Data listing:
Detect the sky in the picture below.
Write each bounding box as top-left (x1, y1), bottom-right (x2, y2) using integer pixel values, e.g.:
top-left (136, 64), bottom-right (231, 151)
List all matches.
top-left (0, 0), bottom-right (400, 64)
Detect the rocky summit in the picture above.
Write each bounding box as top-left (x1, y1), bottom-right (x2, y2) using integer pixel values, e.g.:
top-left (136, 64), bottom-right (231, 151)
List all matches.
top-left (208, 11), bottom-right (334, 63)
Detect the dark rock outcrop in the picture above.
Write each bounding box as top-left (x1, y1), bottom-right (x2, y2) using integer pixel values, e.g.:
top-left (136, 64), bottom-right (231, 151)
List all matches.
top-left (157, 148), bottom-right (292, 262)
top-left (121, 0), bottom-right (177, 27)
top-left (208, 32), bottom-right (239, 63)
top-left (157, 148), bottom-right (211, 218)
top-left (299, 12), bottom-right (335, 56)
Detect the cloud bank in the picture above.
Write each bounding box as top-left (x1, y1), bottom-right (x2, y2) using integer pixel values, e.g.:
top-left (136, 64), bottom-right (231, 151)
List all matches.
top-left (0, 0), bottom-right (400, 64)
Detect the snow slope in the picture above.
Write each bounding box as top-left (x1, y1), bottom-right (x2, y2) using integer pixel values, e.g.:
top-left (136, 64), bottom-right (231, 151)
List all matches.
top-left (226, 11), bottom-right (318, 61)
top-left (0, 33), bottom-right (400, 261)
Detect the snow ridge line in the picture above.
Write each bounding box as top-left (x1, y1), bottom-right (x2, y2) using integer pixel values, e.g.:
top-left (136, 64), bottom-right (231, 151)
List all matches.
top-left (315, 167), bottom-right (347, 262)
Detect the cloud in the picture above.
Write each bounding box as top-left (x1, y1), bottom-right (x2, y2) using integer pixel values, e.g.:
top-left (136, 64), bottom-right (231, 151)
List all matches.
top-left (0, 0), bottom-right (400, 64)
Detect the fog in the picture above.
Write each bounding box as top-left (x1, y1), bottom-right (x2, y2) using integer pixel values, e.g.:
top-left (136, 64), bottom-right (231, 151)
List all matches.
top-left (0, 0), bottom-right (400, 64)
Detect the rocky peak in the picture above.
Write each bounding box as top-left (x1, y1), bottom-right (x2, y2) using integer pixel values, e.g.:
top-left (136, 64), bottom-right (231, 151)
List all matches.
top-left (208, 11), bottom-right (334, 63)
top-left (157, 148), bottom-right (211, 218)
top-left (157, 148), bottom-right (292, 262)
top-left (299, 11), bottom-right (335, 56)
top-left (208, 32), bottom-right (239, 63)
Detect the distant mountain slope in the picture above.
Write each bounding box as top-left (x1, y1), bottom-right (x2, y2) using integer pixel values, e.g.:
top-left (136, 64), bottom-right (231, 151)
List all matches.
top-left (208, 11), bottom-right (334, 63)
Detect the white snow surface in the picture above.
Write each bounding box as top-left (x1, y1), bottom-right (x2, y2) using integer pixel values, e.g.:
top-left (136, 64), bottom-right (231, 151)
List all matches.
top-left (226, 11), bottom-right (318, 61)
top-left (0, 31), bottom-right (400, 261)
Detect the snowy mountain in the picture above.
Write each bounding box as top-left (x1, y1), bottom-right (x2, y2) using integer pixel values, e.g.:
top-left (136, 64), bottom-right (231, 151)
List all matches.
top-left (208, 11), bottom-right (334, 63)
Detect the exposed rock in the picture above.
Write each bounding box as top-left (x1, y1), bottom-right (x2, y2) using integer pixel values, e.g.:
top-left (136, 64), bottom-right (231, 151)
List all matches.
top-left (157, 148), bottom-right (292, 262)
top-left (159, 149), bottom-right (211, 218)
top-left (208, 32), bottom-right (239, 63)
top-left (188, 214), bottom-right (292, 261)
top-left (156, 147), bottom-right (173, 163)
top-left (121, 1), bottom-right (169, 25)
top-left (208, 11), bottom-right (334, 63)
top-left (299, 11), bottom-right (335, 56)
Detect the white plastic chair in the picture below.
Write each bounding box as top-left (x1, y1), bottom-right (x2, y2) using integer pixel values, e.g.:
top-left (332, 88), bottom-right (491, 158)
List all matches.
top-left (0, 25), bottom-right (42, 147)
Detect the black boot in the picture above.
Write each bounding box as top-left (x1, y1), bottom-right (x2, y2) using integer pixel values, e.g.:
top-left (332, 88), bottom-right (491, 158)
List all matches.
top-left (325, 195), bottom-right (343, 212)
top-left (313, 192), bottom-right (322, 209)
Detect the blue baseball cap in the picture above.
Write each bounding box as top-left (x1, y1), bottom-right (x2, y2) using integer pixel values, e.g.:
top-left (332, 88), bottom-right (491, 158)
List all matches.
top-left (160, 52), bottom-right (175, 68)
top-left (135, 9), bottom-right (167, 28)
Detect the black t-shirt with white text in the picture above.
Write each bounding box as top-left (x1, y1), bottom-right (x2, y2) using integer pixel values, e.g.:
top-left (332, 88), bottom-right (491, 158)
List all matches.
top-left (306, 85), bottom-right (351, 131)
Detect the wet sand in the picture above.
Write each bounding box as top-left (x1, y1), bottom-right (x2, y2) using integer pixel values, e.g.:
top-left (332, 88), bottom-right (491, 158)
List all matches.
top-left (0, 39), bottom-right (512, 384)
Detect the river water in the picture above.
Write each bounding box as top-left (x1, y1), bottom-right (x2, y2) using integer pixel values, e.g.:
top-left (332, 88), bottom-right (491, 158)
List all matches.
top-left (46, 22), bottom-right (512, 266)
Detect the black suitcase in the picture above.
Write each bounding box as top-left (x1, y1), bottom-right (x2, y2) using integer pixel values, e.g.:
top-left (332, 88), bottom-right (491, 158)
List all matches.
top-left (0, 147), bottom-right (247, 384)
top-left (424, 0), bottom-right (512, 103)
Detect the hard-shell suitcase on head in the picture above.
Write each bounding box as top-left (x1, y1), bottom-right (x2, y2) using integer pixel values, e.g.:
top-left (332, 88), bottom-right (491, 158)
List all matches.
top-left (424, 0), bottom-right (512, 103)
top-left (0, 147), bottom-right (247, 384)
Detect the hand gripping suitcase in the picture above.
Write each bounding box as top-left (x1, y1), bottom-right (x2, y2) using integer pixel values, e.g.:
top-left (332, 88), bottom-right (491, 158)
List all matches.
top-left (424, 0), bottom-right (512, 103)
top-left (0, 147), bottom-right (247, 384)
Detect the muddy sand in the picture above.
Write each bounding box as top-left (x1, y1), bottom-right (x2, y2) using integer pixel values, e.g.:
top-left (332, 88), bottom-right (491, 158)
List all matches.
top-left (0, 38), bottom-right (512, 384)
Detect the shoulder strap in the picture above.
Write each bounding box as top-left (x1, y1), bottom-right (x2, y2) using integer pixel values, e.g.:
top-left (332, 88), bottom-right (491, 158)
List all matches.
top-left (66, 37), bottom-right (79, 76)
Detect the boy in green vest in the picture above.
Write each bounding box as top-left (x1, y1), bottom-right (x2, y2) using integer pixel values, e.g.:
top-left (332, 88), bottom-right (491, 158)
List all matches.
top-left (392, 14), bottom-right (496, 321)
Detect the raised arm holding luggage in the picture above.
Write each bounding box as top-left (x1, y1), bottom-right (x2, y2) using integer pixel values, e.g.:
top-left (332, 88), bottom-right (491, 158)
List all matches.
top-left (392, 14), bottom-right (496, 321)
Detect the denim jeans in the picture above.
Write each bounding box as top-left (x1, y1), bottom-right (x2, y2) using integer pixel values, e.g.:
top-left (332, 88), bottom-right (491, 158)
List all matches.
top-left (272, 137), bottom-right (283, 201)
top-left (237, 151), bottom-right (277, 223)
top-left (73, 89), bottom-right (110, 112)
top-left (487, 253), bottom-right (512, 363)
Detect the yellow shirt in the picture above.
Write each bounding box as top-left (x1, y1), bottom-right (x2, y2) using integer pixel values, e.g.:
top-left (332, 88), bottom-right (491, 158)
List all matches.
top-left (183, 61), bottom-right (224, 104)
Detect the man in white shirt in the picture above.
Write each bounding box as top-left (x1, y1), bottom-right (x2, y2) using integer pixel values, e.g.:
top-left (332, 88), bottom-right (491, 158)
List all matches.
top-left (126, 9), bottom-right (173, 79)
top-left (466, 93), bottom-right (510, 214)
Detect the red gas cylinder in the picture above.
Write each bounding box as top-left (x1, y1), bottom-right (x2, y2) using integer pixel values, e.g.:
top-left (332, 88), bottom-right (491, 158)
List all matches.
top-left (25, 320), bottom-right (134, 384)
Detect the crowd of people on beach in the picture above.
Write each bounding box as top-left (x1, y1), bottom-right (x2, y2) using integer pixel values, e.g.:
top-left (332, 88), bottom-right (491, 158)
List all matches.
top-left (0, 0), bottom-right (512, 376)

DIRECTION: Could you rewrite everything from the start of the records down to the line containing "top-left (299, 12), bottom-right (335, 56)", renaming "rocky summit" to "rocky peak" and leaving the rest unchanged?

OUTPUT FOR THIS TASK:
Detect the sky in the picture below.
Write each bounding box as top-left (x1, y1), bottom-right (x2, y2) using integer pixel values, e.g.:
top-left (136, 64), bottom-right (231, 151)
List all matches.
top-left (0, 0), bottom-right (400, 64)
Detect the rocky peak in the picture above.
Write each bounding box as top-left (x1, y1), bottom-right (x2, y2) using integer pixel values, e.g.:
top-left (136, 64), bottom-right (231, 151)
List all matches.
top-left (208, 11), bottom-right (334, 63)
Detect the dark rock outcrop in the picture above.
Write each bounding box as top-left (x1, y1), bottom-right (x2, y2) using integer pixel values, e.g.:
top-left (136, 64), bottom-right (231, 151)
List all matches.
top-left (157, 148), bottom-right (292, 262)
top-left (121, 0), bottom-right (177, 27)
top-left (208, 32), bottom-right (239, 63)
top-left (157, 148), bottom-right (211, 218)
top-left (299, 12), bottom-right (335, 56)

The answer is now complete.